Task to carry out. Reproduce the rows starting at the line containing "Point to the man." and ending at the last row, requests included, with every x and y coordinate in the answers multiplied by 2.45 and rounded to a whole number, halves rounded up.

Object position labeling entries
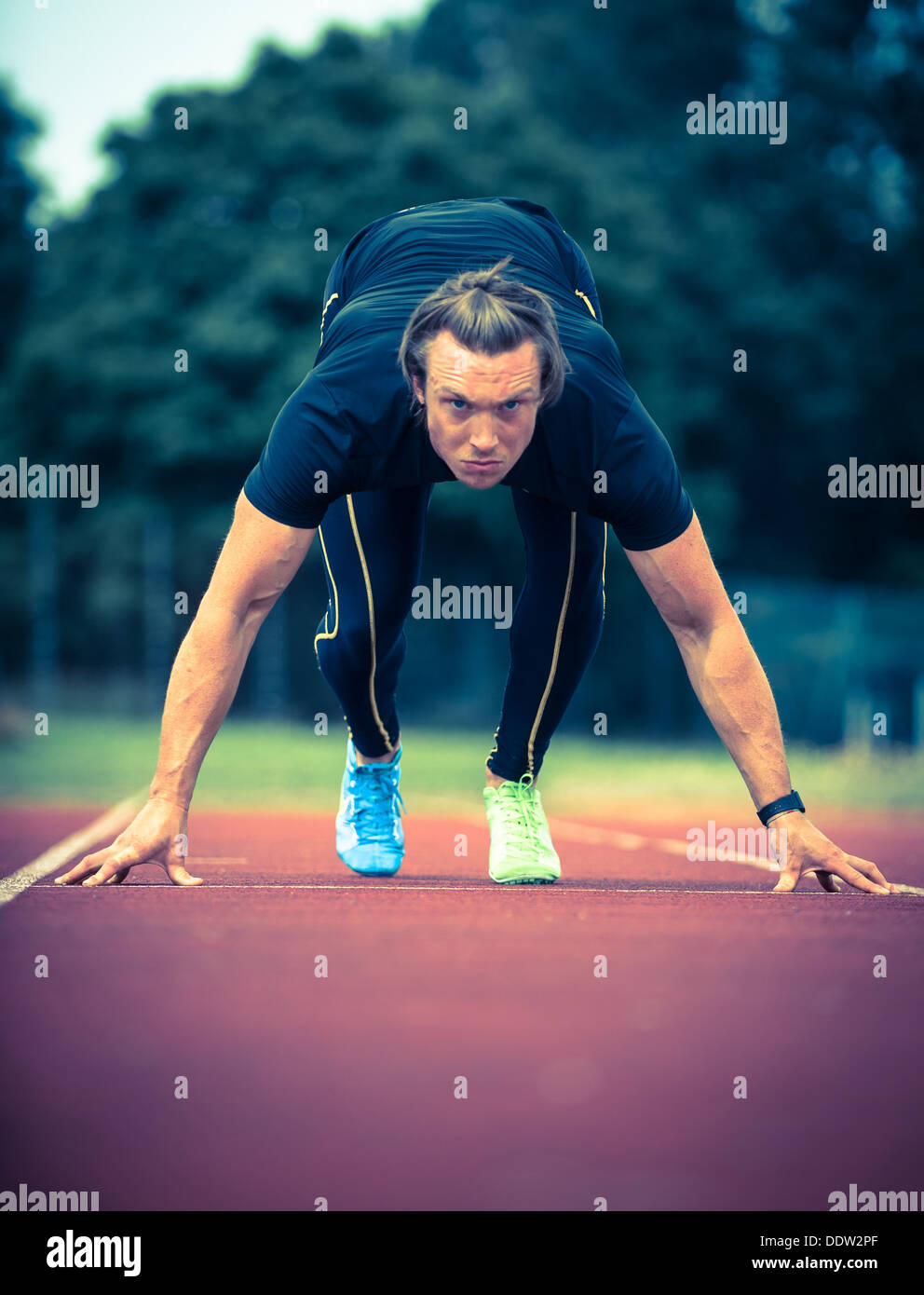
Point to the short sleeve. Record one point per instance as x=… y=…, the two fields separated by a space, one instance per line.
x=303 y=464
x=648 y=505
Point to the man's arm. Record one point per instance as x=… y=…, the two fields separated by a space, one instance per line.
x=256 y=562
x=733 y=689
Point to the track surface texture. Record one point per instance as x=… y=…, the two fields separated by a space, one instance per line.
x=578 y=1085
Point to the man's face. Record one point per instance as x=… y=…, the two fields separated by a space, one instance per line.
x=481 y=408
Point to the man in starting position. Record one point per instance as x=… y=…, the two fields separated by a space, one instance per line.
x=436 y=365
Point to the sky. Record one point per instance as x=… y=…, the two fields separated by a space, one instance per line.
x=82 y=65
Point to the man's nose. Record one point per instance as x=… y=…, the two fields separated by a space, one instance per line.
x=482 y=432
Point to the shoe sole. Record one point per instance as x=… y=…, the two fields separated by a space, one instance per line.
x=524 y=880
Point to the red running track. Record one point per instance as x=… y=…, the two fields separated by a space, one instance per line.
x=578 y=1086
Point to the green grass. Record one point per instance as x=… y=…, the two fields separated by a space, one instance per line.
x=286 y=767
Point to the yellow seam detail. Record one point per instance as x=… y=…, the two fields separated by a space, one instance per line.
x=604 y=574
x=587 y=301
x=383 y=730
x=325 y=633
x=558 y=643
x=333 y=298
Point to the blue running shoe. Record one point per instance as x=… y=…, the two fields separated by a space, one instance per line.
x=369 y=833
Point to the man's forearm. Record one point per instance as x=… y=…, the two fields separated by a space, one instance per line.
x=734 y=691
x=202 y=686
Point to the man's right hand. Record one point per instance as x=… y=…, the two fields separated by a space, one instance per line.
x=150 y=838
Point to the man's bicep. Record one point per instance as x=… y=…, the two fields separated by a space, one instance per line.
x=258 y=560
x=682 y=581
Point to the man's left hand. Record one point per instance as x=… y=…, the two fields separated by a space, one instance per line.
x=809 y=851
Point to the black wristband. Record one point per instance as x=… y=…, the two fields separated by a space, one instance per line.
x=792 y=802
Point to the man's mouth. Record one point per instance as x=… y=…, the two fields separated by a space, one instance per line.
x=479 y=467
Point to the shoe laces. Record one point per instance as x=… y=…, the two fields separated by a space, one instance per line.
x=517 y=810
x=376 y=807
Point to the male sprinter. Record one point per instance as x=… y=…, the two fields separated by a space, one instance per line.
x=487 y=359
x=373 y=538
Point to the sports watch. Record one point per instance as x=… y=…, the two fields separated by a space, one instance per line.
x=792 y=802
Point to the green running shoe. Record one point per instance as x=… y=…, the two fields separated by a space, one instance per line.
x=521 y=846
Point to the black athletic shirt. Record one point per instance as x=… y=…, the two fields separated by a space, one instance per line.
x=349 y=425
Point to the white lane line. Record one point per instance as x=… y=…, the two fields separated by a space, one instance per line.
x=588 y=836
x=73 y=847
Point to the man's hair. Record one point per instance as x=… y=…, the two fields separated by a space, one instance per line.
x=489 y=315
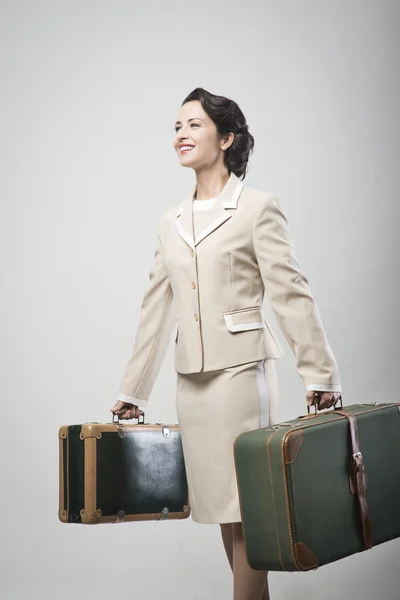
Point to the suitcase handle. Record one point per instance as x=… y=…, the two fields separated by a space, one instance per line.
x=141 y=416
x=340 y=399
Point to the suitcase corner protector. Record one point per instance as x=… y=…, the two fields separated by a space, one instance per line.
x=62 y=432
x=63 y=516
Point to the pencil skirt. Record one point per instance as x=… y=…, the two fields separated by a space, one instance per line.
x=213 y=408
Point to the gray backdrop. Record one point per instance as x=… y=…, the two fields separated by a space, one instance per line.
x=90 y=92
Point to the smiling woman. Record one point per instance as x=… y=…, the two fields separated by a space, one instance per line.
x=218 y=252
x=207 y=125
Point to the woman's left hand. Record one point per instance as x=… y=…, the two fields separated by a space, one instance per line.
x=322 y=399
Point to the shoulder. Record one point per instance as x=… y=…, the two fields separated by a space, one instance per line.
x=258 y=200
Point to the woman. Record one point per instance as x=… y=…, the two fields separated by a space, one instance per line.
x=217 y=252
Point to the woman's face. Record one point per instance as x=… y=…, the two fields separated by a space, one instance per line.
x=195 y=129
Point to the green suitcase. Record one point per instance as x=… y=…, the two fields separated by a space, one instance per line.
x=321 y=487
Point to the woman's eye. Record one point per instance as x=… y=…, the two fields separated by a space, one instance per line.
x=178 y=127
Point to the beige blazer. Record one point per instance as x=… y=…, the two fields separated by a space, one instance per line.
x=207 y=290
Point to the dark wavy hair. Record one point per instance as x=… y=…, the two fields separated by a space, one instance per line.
x=228 y=117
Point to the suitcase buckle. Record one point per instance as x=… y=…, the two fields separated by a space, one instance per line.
x=276 y=427
x=358 y=461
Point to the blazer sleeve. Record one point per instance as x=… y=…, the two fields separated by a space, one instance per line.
x=153 y=332
x=291 y=299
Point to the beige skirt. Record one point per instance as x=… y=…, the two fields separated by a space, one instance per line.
x=213 y=408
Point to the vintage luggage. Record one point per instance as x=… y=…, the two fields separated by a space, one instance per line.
x=111 y=472
x=321 y=487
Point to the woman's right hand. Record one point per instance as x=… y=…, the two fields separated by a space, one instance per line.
x=126 y=410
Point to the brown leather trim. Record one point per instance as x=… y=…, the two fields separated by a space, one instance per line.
x=293 y=442
x=91 y=430
x=61 y=474
x=273 y=498
x=357 y=464
x=352 y=484
x=240 y=498
x=304 y=557
x=62 y=432
x=90 y=480
x=142 y=517
x=94 y=430
x=288 y=515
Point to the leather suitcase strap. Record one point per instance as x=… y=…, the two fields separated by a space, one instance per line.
x=359 y=480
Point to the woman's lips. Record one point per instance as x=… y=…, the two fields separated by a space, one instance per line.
x=185 y=150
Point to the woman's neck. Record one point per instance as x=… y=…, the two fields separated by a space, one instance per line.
x=209 y=185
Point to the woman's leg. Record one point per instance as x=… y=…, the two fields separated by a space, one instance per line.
x=249 y=584
x=227 y=538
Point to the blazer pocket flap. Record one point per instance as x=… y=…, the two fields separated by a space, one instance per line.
x=244 y=320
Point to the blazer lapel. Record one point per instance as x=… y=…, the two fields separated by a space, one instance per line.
x=208 y=220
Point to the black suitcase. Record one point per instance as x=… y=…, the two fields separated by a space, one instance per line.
x=110 y=472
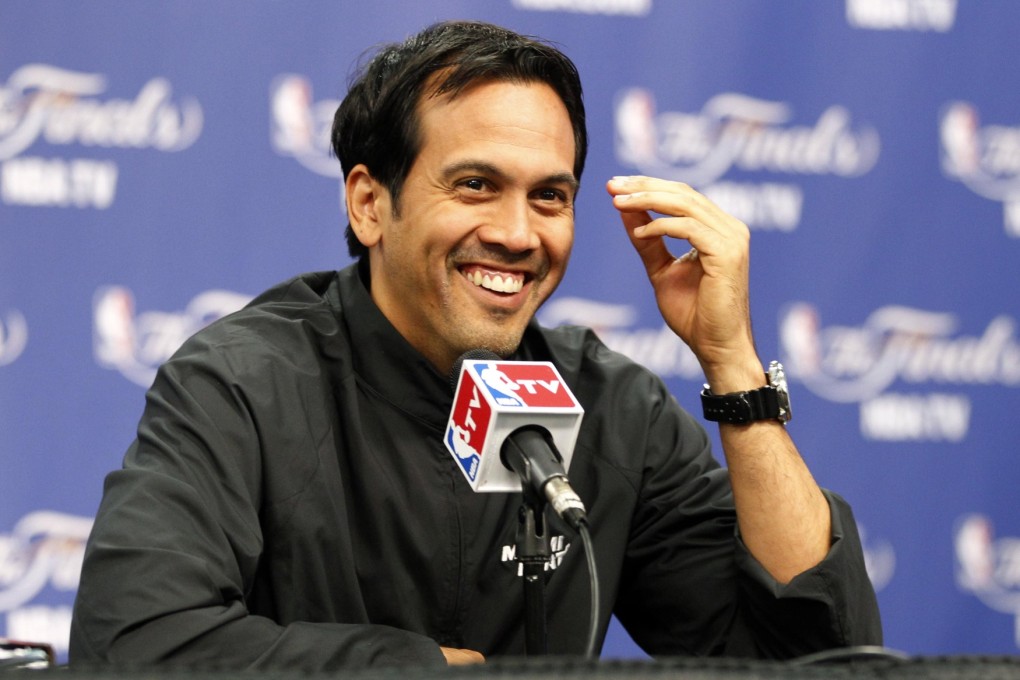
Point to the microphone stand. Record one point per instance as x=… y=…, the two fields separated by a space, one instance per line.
x=533 y=551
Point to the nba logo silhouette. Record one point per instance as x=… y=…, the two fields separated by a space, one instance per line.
x=495 y=398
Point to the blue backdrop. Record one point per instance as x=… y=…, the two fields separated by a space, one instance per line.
x=161 y=162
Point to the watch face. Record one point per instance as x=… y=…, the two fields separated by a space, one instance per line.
x=777 y=378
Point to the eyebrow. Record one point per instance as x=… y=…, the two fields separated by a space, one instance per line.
x=482 y=167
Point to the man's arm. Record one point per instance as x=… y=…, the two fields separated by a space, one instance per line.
x=704 y=298
x=171 y=574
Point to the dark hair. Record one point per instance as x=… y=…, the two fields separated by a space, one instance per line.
x=377 y=121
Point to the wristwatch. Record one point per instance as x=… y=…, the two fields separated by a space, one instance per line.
x=768 y=403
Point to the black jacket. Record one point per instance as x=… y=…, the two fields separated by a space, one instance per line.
x=289 y=503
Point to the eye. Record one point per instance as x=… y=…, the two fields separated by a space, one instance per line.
x=551 y=195
x=473 y=184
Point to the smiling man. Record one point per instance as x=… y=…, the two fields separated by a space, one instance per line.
x=289 y=502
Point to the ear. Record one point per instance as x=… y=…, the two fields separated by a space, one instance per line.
x=367 y=205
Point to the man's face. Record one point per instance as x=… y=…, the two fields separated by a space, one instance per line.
x=486 y=221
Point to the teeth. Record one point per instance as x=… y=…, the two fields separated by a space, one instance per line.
x=498 y=283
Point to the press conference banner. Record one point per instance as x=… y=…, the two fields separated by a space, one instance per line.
x=163 y=162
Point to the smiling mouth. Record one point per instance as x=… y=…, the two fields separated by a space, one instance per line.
x=504 y=282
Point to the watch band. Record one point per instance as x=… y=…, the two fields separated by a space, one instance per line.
x=768 y=403
x=742 y=407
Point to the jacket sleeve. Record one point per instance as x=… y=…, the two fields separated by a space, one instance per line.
x=691 y=587
x=176 y=545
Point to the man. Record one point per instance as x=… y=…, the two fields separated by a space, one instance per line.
x=289 y=502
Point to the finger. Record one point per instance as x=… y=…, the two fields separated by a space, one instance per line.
x=652 y=250
x=670 y=198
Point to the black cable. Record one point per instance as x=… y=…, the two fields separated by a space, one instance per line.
x=591 y=650
x=859 y=652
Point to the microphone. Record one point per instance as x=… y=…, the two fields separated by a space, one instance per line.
x=515 y=423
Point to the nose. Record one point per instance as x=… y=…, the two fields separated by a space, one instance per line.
x=511 y=226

Exercise response.
Point to the man. Record one point per instance as x=… y=…, the two fields separated by a space, one instance per line.
x=708 y=1230
Point to the finger. Record one point per instance as x=… y=…, the two fields separated by a space, one instance per line.
x=1597 y=613
x=1642 y=485
Point to the black cable. Record one point per instance as x=… y=…, the two fields separated by a space, one instance per line.
x=1448 y=1593
x=2105 y=1597
Point to the microphone. Record one point per instance as x=… y=…, the two fields separated by a space, one instance per line.
x=1262 y=1036
Point to the nose. Record one point per instance as x=… y=…, the two fields separated by a space, one instance per line.
x=1252 y=554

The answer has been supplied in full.